■ Entries shown ■

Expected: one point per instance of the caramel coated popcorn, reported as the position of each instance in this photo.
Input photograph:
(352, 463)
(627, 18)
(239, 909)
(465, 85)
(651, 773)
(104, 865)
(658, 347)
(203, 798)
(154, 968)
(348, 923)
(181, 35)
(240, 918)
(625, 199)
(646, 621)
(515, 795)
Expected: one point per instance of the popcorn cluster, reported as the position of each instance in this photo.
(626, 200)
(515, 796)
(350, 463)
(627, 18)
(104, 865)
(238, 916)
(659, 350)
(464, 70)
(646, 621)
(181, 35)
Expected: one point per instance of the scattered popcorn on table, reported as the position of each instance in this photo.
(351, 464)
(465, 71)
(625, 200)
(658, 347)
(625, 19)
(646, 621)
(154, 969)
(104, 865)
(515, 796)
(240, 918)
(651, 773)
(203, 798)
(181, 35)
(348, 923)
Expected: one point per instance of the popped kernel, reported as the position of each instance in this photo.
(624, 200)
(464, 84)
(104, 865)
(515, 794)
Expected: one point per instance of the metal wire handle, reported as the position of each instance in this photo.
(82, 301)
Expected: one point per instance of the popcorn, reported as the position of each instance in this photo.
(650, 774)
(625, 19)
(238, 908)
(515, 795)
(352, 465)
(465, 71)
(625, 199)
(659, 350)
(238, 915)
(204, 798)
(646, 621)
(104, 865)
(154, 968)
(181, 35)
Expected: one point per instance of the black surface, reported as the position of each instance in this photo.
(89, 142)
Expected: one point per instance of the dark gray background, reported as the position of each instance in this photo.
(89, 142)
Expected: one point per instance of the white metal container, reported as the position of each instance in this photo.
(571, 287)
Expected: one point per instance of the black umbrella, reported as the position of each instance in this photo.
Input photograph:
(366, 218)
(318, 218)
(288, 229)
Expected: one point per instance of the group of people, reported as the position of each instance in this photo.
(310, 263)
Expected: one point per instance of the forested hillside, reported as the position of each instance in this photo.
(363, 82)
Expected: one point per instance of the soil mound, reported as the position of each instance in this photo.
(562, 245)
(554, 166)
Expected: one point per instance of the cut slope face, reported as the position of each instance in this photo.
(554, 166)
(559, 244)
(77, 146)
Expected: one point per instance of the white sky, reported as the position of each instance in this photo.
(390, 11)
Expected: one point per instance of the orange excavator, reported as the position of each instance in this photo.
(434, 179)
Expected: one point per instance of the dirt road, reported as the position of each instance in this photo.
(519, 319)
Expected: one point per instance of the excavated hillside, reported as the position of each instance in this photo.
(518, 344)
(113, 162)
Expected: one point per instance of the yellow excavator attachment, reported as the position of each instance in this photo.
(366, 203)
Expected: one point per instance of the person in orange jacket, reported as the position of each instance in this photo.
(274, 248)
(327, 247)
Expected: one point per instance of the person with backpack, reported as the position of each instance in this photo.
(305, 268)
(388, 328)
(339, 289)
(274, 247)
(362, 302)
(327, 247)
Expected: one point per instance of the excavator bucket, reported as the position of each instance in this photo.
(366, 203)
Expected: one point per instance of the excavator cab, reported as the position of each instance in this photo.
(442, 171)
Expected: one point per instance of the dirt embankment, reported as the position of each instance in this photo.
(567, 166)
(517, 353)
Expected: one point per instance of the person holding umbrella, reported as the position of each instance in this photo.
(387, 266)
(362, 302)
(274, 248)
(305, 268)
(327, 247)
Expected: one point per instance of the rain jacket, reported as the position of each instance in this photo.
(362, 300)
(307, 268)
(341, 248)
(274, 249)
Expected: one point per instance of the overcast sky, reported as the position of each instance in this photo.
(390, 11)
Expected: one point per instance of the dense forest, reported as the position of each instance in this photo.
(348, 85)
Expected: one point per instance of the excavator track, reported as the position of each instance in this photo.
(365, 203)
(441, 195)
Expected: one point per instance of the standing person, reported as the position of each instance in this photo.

■ Goal of the exercise ■
Produce a verbatim transcription of the entries above.

■ Answer in full ■
Expected: one point per instance of the caramel coated popcorn, reported as the position of each instance in this photo.
Input photograph:
(352, 463)
(627, 18)
(239, 909)
(465, 85)
(651, 773)
(104, 865)
(658, 347)
(203, 798)
(154, 968)
(348, 923)
(181, 35)
(240, 918)
(625, 199)
(646, 621)
(515, 795)
Expected: one point per instance of the popcorn cluster, reported as the position of each instance in this photo.
(626, 200)
(515, 796)
(350, 463)
(627, 18)
(104, 865)
(238, 916)
(659, 350)
(464, 70)
(646, 621)
(181, 35)
Expected: one point per instance of the scattered popcorn on table, reported as the position of each instance in this photo.
(351, 464)
(465, 71)
(625, 200)
(658, 347)
(625, 19)
(646, 621)
(154, 969)
(104, 865)
(515, 796)
(240, 918)
(651, 773)
(203, 798)
(181, 35)
(348, 923)
Expected: one point per instance of the popped kernel, reported as the position of each instance in this photo.
(624, 200)
(464, 84)
(104, 865)
(515, 794)
Expected: one point per instance of the metal wire handle, reported as the position of each instance in this photo.
(82, 301)
Expected: one point per instance of the popcorn, reported as the position of each instance in this photo.
(650, 774)
(625, 19)
(238, 908)
(515, 795)
(352, 465)
(465, 71)
(625, 199)
(659, 350)
(238, 915)
(204, 798)
(646, 621)
(104, 865)
(154, 968)
(181, 35)
Expected: one point per instance of the black surface, reported as the position of each instance in this photo.
(89, 142)
Expected: one point per instance of the dark gray background, reported as the position of each instance in this photo.
(89, 142)
Expected: one point per instance of the white metal container, reported as the position of each instance in this photo.
(571, 287)
Expected: one point per instance of the black umbrella, reported as the position of each instance in this photo.
Input photograph:
(366, 218)
(318, 218)
(288, 229)
Expected: one point per instance of the group of people, reported as the position of each instance in this photo.
(310, 263)
Expected: one point per instance of the forested hillside, reported as the position of each instance in this photo.
(363, 82)
Expected: one point per instance of the soil mound, reported as the position of each instance in this photo.
(562, 245)
(554, 166)
Expected: one point per instance of the cut slope face, reported as the position of each instance in this photo.
(554, 166)
(559, 244)
(77, 146)
Expected: one point per instance of the white sky, reported as the position of each instance in this photo.
(390, 11)
Expected: one point per instance of the orange excavator, reported as the position of each instance in this photo.
(434, 179)
Expected: one point per instance of the dirt road, reported as the position of each instance in this photo.
(519, 319)
Expected: one point per instance of the excavated hillside, reported as the position of each instance in this photo.
(518, 344)
(113, 162)
Expected: one point per instance of the yellow excavator attachment, reported as the position of each instance in this photo.
(366, 203)
Expected: one point per instance of the person in orange jacket, reported as the position of each instance in this photo.
(274, 248)
(327, 247)
Expected: one point per instance of the person with backpack, reported as the position of each instance in this photo.
(305, 268)
(388, 328)
(339, 289)
(274, 247)
(362, 302)
(327, 247)
Expected: one point per instance of the excavator bucket, reported as the position of each instance in this photo.
(366, 203)
Expected: one point per instance of the excavator cab, reported as the position of each instance in this photo.
(442, 171)
Expected: one point per instance of the dirt embankment, reported as the position of each instance in this photo.
(567, 166)
(517, 353)
Expected: one point per instance of the person holding umbrella, reported as the position of each instance in this photo.
(387, 266)
(362, 302)
(274, 248)
(305, 268)
(327, 247)
Expected: one point per instance of the rain jacket, reported as the position of each instance in this photo.
(362, 300)
(307, 268)
(341, 248)
(274, 249)
Expected: one point per instance of the overcast sky, reported as the position of each instance in this photo.
(390, 11)
Expected: one point per instance of the dense forest, reported as the position of each instance in this photo.
(348, 85)
Expected: one point per instance of the excavator track, reported as the position of each instance in this photo.
(365, 203)
(441, 195)
Expected: one point per instance of the standing person, reported as the position of each instance in this photo.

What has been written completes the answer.